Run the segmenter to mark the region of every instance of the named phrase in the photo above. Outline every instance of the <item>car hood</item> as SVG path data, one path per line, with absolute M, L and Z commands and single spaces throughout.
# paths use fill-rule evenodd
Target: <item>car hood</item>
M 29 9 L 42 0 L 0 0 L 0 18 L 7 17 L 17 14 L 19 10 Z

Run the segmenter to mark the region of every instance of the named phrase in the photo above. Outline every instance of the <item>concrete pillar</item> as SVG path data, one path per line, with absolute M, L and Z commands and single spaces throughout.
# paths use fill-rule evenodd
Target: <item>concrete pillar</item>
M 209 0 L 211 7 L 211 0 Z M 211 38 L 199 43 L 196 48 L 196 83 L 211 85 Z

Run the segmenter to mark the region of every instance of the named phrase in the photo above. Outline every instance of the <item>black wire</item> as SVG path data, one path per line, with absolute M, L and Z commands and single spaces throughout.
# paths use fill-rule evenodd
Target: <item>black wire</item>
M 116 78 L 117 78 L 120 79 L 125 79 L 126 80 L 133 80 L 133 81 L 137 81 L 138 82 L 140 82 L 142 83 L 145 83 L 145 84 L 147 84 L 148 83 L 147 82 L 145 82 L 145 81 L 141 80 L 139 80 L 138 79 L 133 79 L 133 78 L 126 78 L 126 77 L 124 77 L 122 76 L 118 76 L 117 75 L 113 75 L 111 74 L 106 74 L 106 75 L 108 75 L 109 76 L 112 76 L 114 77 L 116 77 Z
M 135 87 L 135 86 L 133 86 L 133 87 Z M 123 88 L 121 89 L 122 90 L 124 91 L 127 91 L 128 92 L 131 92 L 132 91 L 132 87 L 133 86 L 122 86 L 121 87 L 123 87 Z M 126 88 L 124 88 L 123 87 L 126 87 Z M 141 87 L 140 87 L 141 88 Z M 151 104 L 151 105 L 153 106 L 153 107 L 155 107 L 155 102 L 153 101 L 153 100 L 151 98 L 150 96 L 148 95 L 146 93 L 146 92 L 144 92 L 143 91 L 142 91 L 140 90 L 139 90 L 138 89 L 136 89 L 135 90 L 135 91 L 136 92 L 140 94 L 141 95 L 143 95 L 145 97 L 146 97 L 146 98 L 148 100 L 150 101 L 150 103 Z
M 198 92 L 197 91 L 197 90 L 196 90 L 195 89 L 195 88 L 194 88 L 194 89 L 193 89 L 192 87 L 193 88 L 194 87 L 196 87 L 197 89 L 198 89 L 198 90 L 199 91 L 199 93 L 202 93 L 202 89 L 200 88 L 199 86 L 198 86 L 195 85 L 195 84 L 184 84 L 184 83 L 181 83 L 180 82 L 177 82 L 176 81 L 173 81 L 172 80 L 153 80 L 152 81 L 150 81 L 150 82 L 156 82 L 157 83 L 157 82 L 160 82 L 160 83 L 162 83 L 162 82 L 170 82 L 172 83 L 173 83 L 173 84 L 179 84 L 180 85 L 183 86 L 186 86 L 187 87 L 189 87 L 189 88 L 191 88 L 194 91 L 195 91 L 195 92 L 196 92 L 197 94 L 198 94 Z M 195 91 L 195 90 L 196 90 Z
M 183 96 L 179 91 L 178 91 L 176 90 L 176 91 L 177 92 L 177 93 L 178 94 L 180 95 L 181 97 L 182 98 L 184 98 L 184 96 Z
-=-=-
| Aim |
Please lay out every line of the listing above as a numbered list, leaving out the blank lines.

| Answer to the problem |
1. Run the segmenter to mark the region of every instance of the named phrase in the photo above. Outline every instance of the <item>car hood</item> as SVG path data, one path per line, with absolute M, L and Z commands and single spaces throughout.
2. # paths use fill-rule evenodd
3. Target: <item>car hood</item>
4. M 29 9 L 42 0 L 0 0 L 0 18 L 7 17 L 17 14 L 19 10 Z
5. Run the segmenter to mark the region of every instance of the named phrase in the photo above. Outline every instance of the <item>concrete pillar</item> as SVG path data, one path per line, with absolute M, L and Z commands and single spaces throughout.
6. # paths use fill-rule evenodd
7. Target: <item>concrete pillar</item>
8. M 209 0 L 211 7 L 211 0 Z M 211 38 L 199 43 L 196 48 L 196 83 L 211 85 Z
9. Run the segmenter to mark the region of every instance of the named phrase in the photo above. Outline every instance of the <item>black wire</item> as SVG path data, one path per line, with absolute M, L and Z commands and single spaces throughout.
10. # paths use fill-rule evenodd
11. Target: <item>black wire</item>
12. M 116 78 L 117 78 L 120 79 L 125 79 L 126 80 L 133 80 L 133 81 L 137 81 L 138 82 L 140 82 L 142 83 L 145 83 L 145 84 L 147 84 L 148 83 L 147 82 L 145 82 L 145 81 L 141 80 L 139 80 L 138 79 L 133 79 L 133 78 L 126 78 L 126 77 L 124 77 L 122 76 L 118 76 L 117 75 L 113 75 L 111 74 L 106 74 L 106 75 L 108 75 L 109 76 L 112 76 L 114 77 L 116 77 Z
13. M 135 87 L 135 86 L 133 86 L 133 87 Z M 123 88 L 121 89 L 122 90 L 124 91 L 127 91 L 128 92 L 131 92 L 132 91 L 132 87 L 133 86 L 122 86 L 121 87 L 123 87 Z M 126 88 L 124 88 L 123 87 L 126 87 Z M 141 87 L 140 87 L 141 88 Z M 151 104 L 151 105 L 153 106 L 153 107 L 155 107 L 155 102 L 153 101 L 153 100 L 151 98 L 150 96 L 148 95 L 146 93 L 146 92 L 144 92 L 143 91 L 142 91 L 140 90 L 139 90 L 138 89 L 136 89 L 135 90 L 135 91 L 136 92 L 140 94 L 141 95 L 143 95 L 145 97 L 146 97 L 146 98 L 148 100 L 150 101 L 150 103 Z
14. M 198 92 L 197 91 L 197 90 L 196 90 L 195 89 L 195 88 L 194 88 L 194 89 L 193 89 L 192 87 L 193 88 L 194 87 L 196 87 L 197 89 L 198 89 L 198 90 L 199 91 L 199 93 L 202 93 L 202 89 L 200 88 L 199 86 L 198 86 L 195 85 L 195 84 L 184 84 L 184 83 L 181 83 L 180 82 L 177 82 L 176 81 L 173 81 L 172 80 L 153 80 L 152 81 L 150 81 L 150 82 L 156 82 L 157 83 L 157 82 L 160 82 L 160 83 L 162 83 L 162 82 L 170 82 L 172 83 L 173 83 L 173 84 L 179 84 L 180 85 L 183 86 L 186 86 L 187 87 L 189 87 L 189 88 L 191 88 L 194 91 L 195 91 L 195 92 L 196 92 L 197 94 L 198 94 Z M 195 91 L 195 90 L 196 90 Z
15. M 183 96 L 179 91 L 178 91 L 176 90 L 176 91 L 177 92 L 177 93 L 178 94 L 180 95 L 181 97 L 182 98 L 184 98 L 184 96 Z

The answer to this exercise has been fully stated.